:: REQUEST ::
Take the records underneath and set them down exactly.

◆ ◆ ◆ ◆ ◆

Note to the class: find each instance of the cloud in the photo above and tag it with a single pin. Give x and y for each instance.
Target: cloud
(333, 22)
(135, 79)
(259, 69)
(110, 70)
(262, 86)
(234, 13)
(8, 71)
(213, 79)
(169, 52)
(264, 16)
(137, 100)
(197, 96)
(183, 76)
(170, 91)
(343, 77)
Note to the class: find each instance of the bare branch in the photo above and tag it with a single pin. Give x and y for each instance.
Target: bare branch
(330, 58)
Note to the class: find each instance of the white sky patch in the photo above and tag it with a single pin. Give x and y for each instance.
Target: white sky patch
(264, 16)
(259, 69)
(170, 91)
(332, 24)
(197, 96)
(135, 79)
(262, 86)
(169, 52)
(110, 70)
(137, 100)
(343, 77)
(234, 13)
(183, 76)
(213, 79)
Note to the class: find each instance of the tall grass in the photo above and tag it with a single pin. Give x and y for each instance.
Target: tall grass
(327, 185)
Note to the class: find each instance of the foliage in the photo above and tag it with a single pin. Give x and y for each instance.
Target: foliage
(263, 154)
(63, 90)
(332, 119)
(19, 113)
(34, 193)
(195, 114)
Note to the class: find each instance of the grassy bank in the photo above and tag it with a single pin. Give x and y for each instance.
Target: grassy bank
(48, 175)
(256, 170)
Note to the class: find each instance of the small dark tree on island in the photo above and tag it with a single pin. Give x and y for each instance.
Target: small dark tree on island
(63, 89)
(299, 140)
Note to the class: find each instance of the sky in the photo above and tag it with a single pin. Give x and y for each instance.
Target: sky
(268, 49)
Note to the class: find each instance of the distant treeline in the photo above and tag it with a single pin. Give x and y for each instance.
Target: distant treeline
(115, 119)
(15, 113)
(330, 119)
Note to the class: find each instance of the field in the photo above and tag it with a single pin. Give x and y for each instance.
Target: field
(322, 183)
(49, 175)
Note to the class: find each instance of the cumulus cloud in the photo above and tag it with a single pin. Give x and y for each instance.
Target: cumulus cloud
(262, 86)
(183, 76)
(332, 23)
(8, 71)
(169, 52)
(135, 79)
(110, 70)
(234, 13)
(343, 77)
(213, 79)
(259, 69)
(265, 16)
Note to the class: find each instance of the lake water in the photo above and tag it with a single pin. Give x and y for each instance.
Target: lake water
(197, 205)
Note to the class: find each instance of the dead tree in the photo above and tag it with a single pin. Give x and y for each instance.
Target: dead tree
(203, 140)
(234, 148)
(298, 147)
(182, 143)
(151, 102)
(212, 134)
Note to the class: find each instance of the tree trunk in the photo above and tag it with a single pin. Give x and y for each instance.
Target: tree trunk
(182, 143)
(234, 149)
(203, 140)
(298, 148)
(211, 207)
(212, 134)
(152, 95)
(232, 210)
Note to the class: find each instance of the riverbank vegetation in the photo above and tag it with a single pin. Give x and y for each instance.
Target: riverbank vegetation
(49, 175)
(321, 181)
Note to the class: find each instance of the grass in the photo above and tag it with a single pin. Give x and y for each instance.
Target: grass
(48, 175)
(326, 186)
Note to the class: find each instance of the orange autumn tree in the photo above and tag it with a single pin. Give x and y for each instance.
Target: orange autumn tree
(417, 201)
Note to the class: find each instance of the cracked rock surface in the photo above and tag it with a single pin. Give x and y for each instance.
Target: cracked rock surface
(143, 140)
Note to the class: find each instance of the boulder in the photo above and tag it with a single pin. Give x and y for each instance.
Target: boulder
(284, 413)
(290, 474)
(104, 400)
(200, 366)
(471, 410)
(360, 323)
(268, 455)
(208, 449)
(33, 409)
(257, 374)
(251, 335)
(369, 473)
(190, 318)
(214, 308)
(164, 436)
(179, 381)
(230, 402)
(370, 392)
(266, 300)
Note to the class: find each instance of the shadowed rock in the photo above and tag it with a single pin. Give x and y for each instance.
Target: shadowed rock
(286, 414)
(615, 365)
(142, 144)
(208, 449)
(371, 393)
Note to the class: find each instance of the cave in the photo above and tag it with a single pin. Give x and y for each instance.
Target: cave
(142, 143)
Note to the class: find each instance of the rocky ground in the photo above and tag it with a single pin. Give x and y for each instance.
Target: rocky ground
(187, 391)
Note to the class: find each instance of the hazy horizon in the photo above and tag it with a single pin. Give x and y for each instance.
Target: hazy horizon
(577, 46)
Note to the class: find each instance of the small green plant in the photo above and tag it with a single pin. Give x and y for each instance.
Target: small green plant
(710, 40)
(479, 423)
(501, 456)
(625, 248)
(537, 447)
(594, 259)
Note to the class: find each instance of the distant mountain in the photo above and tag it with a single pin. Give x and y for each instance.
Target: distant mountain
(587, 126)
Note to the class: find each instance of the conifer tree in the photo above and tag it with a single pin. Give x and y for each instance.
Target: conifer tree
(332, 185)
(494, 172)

◆ ◆ ◆ ◆ ◆

:: FINISHED EXERCISE ::
Note to the class: find each instance of the cloud in the photo above and tag it with a single pin. Give x and y for each instance.
Target: cloud
(333, 22)
(135, 79)
(259, 69)
(110, 70)
(262, 86)
(234, 13)
(8, 71)
(213, 79)
(169, 52)
(264, 16)
(137, 100)
(197, 96)
(183, 76)
(170, 91)
(343, 77)
Note to the class: find each instance of the bare branch in the photo above and tag it with a single pin. Give x and y for each instance.
Target: bare branch
(330, 58)
Note to the class: find each instance of the white sky patch in the photo above and tag it with a single pin. Give x and y for each instance.
Target: white sky patch
(264, 16)
(259, 69)
(170, 91)
(332, 24)
(197, 96)
(135, 79)
(262, 86)
(169, 52)
(110, 70)
(137, 100)
(343, 77)
(234, 13)
(183, 76)
(213, 79)
Note to the class: find each instance of the tall grass in the photo above and tag it with a single pin. Give x and y for each instance.
Target: tall grass
(327, 185)
Note to the class: find each instance of the foliage in the photo above and tag it with a single pin. Give x and y for each instance.
Target: foliage
(263, 154)
(63, 90)
(332, 119)
(19, 113)
(34, 193)
(195, 114)
Note to the class: find each instance of the grassy bank in the photo above and tag it with a single pin. Give x and y for each instance.
Target: grassy bank
(48, 175)
(256, 170)
Note to the class: find each instance of the small dark tree on island in the photo above and tag it with a single pin. Give x and y for each instance.
Target: small dark tree on island
(63, 89)
(299, 140)
Note to the class: find each instance of the sky in the photo above and tag it with a single pin. Give x and y for each instance.
Target: sky
(268, 49)
Note to the class: find each instance of the distant treeline in the photo above and tag it with a single pin. Give x and y for each instance.
Target: distant treeline
(115, 119)
(15, 113)
(330, 119)
Note to the class: find each instance of the field in the photo above and tag it with a single pin. Give x and y for each instance.
Target: field
(322, 183)
(49, 175)
Note to the class: find each instance of the cumulus cloud in the photo above and tag it with a single pin. Give x and y for each instance.
Target: cumulus cloud
(262, 86)
(183, 76)
(332, 23)
(8, 71)
(169, 52)
(135, 79)
(110, 70)
(234, 13)
(343, 77)
(213, 79)
(259, 69)
(265, 16)
Note to the class: find each instance of the lake water in the photo above and tag it with a single pin. Give x and y for each instance.
Target: lake water
(197, 205)
Note to the class: find each instance of the dead tree in the photo above and tag it with a single pin. Give x and y for each instance.
Target: dead tree
(203, 140)
(234, 148)
(298, 147)
(182, 143)
(151, 102)
(212, 134)
Note to the class: find each instance of the tree trunk in the photo above and tag it with a single pin. Give x and y for each instance.
Target: tree trunk
(182, 143)
(234, 149)
(203, 140)
(298, 148)
(211, 207)
(212, 134)
(152, 95)
(232, 210)
Note to the class: find each instance of the riverbank vegetation in the photo above and tag it with a single pin. Give x and y for each instance.
Target: riverbank vegetation
(49, 175)
(321, 181)
Note to the class: find each instance of the grass in the photo above and tag it with a single pin. Give x and y for each instance.
Target: grass
(48, 175)
(326, 186)
Note to the class: find each instance of the orange autumn tree in the photo above and tag it with a single pin. Give x and y for each instance.
Target: orange autumn tree
(417, 201)
Note to the class: find each instance of the cracked rock surface in the photo above and tag it with a single pin. Give x and y for each instance.
Target: cracked rock surface
(143, 140)
Note to the class: find each instance of the boulder in the photo above and tag it with a single pin. Give x and y for each instance.
Target: boulder
(284, 413)
(290, 474)
(104, 400)
(200, 366)
(471, 410)
(360, 323)
(268, 455)
(208, 449)
(33, 409)
(257, 374)
(251, 335)
(369, 473)
(190, 318)
(214, 308)
(164, 436)
(179, 381)
(230, 402)
(370, 392)
(266, 300)
Note to the class: find each instance of the shadowed rock in the photo above and tag it with a single pin. Give x and y for each instance.
Target: shadowed rock
(286, 414)
(615, 365)
(142, 144)
(208, 449)
(371, 393)
Note to the class: find each instance of the cave in the photo above and tag it with a single pin. Give x and y for each instance.
Target: cave
(142, 143)
Note to the class: find each instance of the rocky ground in the photo above and tag it with a single pin. Give x and y for each instance.
Target: rocky ground
(187, 391)
Note to the class: find each instance of the hazy horizon in the photo above and tag it with a single pin. Give x and y for each instance.
Target: hazy horizon
(577, 46)
Note to the class: find each instance of the small green plant in the photo above and tag it with a single pin. Give x and y for each instance.
Target: small green plant
(710, 40)
(479, 423)
(501, 456)
(625, 248)
(537, 447)
(594, 259)
Note to the class: find each instance of the distant mountain in the photo above and tag it with a single pin. Give x and y for each instance.
Target: distant mountain
(587, 126)
Note to the class: find each instance of the conifer tree in the photo above and tag it with a single pin. Give x and y for each instance.
Target: conifer tree
(332, 185)
(494, 172)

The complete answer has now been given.